╭─ Reading text

Bellevue Park State School is a government primary (Prep-6) school for boys and girls on Sapium Road. In 2018, the school had an enrolment of 636 students with 42 teachers (39 full-time equivalent) and 29 non-teaching staff (19 full-time equivalent). It includes a special education program.

Trinity Lutheran College is a private primary and secondary (6-12) school for boys and girls with two campuses, with the Prep-5 campus at 251 Cotlew Street and the 6-12 campus at 641 Ashmore Road. In 2018, the school had an enrolment of 1,082 students with 86 teachers (78 full-time equivalent) and 61 non-teaching staff (33 full-time equivalent).

There are no government secondary schools in Ashmore. The nearest government secondary schools are Keebra Park State High School in neighbouring Southport to the east, Benowa State High School in neighbouring Benowa to the south, and Nerang State High School in neighbouring Nerang to the west.

Gold Coast Institute of TAFE also has one campus located in Ashmore. It is on the corner of Heeb Street and Benowa Road.

== Amenities ==
The main retail area of Ashmore is on Southport–Nerang Road, which features the Ashmore City Shopping Centre.

The Gold Coast City Council operates a fortnightly mobile library service which visits Ashmore Village Park (BMX Park) on Currumburra Road.

Ashmore Uniting Church is at 144 Cotlew Street. It opened circa 1990.

Mary Immaculate Catholic Church is at 31 Edmund Rice Drive. It opened in 1988.

== Natural environment ==
Pre-clearing, the vegetation of Ashmore included substantial areas of blackbutt (Eucalyptus pilularis) tall open forest on lowland metamorphosed sediments. This ecosystem type is now listed as endangered with extinction in Queensland having been extensively cleared for agriculture and housing development.

╰─

### Tasks to carry out
a) Reproduce word for word everything in the Ashmore passage from "Trinity Lutheran College" down to "to the west.".
b) According to the Ashmore passage, how many students were enrolled at Bellevue Park State School in 2018?
c) According to the Ashmore passage, why is the blackbutt tall open forest ecosystem now listed as endangered in Queensland?
The entries are not needed for any of this work.

╭─ Extracted entries

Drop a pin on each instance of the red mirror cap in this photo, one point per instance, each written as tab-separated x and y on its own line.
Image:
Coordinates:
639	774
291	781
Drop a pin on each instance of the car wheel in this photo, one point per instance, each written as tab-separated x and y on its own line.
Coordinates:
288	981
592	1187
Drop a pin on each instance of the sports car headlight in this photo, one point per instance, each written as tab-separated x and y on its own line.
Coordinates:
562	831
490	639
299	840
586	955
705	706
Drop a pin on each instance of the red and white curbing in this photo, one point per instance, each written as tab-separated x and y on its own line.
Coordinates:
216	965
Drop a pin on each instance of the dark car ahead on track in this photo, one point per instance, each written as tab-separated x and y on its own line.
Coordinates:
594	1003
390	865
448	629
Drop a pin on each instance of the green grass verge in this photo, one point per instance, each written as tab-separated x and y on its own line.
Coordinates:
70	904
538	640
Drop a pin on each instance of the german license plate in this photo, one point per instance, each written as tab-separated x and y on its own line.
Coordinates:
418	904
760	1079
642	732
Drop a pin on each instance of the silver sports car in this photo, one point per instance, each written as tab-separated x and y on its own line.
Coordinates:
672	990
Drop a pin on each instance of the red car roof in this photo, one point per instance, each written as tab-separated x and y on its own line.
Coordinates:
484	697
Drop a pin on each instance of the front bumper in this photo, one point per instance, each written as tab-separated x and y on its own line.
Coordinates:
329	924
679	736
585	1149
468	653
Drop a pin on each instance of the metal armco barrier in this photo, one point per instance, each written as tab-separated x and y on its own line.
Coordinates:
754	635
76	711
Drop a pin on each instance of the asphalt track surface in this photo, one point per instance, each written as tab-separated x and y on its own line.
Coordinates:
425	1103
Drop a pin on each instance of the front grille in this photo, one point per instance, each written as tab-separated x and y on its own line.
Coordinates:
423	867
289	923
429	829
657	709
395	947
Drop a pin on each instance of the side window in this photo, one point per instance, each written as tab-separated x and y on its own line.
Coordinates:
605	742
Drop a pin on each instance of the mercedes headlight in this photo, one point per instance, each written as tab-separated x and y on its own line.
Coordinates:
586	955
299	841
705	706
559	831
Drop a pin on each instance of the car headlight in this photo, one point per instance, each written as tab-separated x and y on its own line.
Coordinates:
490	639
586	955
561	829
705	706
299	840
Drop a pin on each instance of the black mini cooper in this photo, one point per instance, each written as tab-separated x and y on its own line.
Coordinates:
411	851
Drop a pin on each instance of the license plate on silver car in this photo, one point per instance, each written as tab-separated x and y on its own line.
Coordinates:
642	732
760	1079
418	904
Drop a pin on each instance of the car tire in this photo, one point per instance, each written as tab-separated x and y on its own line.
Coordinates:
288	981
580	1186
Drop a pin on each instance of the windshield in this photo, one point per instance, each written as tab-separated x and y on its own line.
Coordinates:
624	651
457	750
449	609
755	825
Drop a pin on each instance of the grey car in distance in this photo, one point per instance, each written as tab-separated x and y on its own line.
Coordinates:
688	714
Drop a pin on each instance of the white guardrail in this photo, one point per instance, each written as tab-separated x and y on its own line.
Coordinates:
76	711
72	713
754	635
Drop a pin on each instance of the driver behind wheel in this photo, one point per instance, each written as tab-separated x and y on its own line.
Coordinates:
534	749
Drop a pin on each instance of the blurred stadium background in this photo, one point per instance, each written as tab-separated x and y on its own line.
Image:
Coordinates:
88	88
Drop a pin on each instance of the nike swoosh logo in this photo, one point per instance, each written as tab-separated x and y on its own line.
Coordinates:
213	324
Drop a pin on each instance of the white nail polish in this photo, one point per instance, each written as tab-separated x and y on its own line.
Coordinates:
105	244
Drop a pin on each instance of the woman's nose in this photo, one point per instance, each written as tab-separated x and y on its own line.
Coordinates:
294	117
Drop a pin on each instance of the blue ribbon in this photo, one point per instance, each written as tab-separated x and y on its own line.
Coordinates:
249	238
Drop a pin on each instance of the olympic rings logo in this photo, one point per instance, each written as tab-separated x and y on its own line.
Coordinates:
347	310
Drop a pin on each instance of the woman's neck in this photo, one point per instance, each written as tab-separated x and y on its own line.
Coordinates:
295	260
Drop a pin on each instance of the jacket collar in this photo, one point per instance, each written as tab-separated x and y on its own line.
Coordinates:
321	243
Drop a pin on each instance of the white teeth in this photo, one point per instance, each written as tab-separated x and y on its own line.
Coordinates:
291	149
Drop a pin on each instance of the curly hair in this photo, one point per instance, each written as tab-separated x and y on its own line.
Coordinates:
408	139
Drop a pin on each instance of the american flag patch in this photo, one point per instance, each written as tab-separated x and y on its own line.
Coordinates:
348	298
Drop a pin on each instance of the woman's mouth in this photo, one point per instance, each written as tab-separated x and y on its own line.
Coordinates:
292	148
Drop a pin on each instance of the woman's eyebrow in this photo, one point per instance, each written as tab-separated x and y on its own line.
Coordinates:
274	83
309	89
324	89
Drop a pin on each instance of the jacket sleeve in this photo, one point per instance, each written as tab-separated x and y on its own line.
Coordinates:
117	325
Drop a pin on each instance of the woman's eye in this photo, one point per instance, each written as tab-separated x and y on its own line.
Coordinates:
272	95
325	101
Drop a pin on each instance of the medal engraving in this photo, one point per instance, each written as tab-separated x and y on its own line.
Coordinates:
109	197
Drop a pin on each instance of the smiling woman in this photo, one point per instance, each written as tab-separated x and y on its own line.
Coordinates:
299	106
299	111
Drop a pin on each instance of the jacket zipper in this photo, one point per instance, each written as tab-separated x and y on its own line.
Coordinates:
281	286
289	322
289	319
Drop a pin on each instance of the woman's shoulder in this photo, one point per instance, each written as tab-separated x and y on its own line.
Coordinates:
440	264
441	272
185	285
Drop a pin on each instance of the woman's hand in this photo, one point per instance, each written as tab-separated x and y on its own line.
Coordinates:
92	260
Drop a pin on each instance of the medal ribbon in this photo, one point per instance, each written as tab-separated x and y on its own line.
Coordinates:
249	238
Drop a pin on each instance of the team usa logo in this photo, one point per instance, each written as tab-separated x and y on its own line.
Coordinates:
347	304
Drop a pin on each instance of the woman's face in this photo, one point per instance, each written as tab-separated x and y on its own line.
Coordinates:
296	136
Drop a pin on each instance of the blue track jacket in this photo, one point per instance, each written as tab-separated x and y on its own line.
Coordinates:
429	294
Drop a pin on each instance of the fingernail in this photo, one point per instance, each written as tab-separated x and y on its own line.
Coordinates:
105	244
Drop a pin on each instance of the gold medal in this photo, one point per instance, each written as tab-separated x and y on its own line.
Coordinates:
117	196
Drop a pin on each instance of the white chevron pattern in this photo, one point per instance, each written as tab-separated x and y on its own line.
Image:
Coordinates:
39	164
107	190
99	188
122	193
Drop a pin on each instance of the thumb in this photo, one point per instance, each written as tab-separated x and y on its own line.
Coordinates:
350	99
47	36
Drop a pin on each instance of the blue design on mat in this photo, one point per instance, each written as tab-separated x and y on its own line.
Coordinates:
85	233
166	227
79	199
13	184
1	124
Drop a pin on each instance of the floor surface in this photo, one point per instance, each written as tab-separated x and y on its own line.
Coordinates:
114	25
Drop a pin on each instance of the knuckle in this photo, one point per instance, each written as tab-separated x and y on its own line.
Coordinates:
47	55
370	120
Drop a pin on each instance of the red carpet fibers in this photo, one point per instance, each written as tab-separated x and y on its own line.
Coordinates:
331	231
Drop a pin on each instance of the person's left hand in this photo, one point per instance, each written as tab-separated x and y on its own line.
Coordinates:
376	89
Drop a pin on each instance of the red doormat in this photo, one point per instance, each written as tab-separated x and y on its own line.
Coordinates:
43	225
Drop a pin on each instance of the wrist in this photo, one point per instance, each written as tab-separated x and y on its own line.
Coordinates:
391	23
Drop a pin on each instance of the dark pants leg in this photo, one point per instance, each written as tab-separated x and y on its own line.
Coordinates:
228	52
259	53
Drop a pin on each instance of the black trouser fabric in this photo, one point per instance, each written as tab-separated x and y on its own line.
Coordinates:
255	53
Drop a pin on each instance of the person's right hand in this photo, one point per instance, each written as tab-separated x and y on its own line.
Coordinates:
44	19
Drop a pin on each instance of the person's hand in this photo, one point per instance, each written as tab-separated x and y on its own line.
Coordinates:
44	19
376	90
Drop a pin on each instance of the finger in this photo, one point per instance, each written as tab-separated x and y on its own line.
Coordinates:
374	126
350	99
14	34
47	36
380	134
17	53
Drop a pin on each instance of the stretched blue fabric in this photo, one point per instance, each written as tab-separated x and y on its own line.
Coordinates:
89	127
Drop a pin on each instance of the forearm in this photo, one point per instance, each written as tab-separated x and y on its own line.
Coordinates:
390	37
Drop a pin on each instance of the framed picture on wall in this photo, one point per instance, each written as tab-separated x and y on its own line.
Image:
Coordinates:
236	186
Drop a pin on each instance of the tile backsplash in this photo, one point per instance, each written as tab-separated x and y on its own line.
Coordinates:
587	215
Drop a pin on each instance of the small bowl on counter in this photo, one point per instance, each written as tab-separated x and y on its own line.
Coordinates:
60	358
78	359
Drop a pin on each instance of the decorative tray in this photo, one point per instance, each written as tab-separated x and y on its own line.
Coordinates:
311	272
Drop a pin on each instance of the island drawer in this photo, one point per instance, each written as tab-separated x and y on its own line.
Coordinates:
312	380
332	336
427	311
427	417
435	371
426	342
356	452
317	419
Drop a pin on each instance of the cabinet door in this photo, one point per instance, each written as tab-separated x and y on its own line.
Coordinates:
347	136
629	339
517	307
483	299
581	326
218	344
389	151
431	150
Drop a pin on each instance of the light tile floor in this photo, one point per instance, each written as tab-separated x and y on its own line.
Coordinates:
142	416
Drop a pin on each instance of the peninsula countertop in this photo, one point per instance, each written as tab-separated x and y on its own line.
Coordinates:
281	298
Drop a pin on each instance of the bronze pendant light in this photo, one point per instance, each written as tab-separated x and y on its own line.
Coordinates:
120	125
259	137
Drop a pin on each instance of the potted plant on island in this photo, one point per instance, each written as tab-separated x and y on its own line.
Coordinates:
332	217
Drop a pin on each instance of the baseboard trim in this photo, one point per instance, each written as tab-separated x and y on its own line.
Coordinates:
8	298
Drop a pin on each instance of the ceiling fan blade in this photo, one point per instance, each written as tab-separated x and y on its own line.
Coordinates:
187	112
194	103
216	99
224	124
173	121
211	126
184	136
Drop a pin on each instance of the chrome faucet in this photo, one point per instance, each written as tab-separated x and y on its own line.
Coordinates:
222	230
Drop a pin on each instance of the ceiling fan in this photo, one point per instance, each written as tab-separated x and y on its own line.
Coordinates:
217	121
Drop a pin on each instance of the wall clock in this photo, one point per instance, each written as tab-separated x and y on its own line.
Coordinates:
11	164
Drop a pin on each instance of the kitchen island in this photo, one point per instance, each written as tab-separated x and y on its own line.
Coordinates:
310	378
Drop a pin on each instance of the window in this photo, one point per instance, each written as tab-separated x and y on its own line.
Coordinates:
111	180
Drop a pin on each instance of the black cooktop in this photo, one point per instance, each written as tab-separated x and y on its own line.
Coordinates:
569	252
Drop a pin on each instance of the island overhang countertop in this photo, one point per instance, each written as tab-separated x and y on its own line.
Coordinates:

╰─

### Results of the tasks
a)
Trinity Lutheran College is a private primary and secondary (6-12) school for boys and girls with two campuses, with the Prep-5 campus at 251 Cotlew Street and the 6-12 campus at 641 Ashmore Road. In 2018, the school had an enrolment of 1,082 students with 86 teachers (78 full-time equivalent) and 61 non-teaching staff (33 full-time equivalent).

There are no government secondary schools in Ashmore. The nearest government secondary schools are Keebra Park State High School in neighbouring Southport to the east, Benowa State High School in neighbouring Benowa to the south, and Nerang State High School in neighbouring Nerang to the west.

b) 636 students.

c) It has been extensively cleared for agriculture and housing development.